::: Text block :::

Not really embarrassing at all, this one.

Having bought a Jeep in Caracas, I really fancied two wheels to go in the other parking space under the apartment block. News came through that a mad, drunk French diplomat-type chap was getting shot of his R90S.

$2000 and a rapid test ride around a posh area of the city later, I owned my first and last BMW. No panniers or box, no baffles, and the seat stayed on thanks to a large dose of good will, it was awesome. He even threw in a vintage crash helmet that inspired Boris Johnson levels of confidence.

Who needs a helmet anyway? Not me. This was Caracas for fucks sake. Chavez was in charge, corruption was rife, and my driving test involved paying a little fat man $20 and a bottle of whiskey. Fuck helmets.

The sun shone, the shorts were on, off I road around the city wearing a T-shirt and a fat shit-eating grin.

Parking up at the "Largest shopping centre in South America [tm]", I nodded at the lads standing by their 125s. They nodded back in an odd way. I only realised what their head movements meant when two gun-totting paramilitary rozzers demanded to know "What the actual fuck do you think you're doing?" - in Spanish, naturally.

"Lo siento," I replied, "jo no como eh-spag-nol."

I gambled the best way forward was to feign complete ignorance of everything.

A tortuous exchange then took place with me speaking Spanish in the way Officer Crabtree speaks French in Allo Allo. It was, from my perspective, equally funny. They didn't get the joke quite so much.

At this point the security guard from the shopping centre came over. He was convinced he could act as translator despite not knowing a single word of English. The cops spoke to him. He then looked at me, repeated exactly what they had said to him (that I fully understood), but VERY LOUDLY. I then repeated my version of gibberish at him. After five minutes, he told them he reckoned I had a problem with my head.

::: Records supplied :::

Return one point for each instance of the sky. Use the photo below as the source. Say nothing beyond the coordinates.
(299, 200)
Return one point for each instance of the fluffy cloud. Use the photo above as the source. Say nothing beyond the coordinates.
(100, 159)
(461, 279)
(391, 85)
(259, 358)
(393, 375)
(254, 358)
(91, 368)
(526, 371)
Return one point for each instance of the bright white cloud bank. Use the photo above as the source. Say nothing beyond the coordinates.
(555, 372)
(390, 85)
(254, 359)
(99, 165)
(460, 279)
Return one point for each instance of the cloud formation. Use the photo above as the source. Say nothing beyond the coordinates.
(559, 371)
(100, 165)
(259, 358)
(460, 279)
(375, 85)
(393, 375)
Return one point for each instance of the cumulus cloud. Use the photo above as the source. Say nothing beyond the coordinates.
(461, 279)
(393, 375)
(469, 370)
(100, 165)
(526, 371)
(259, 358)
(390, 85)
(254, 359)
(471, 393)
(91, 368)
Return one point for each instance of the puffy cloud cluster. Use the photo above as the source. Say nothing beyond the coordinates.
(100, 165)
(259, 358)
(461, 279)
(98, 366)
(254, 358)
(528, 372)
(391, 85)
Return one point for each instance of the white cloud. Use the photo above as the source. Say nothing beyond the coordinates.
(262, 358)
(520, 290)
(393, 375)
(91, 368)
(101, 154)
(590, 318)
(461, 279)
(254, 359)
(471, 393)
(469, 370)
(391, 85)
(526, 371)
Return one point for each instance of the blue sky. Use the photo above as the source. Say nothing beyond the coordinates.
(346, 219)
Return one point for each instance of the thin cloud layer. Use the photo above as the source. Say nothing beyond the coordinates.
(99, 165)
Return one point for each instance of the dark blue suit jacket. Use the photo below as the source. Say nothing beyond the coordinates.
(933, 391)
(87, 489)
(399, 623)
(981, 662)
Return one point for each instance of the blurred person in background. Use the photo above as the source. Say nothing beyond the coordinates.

:::

# Problem statement
According to the Caracas motorcycle story, how much did the R90S cost? This data has no role in the task.

# Task output
$2000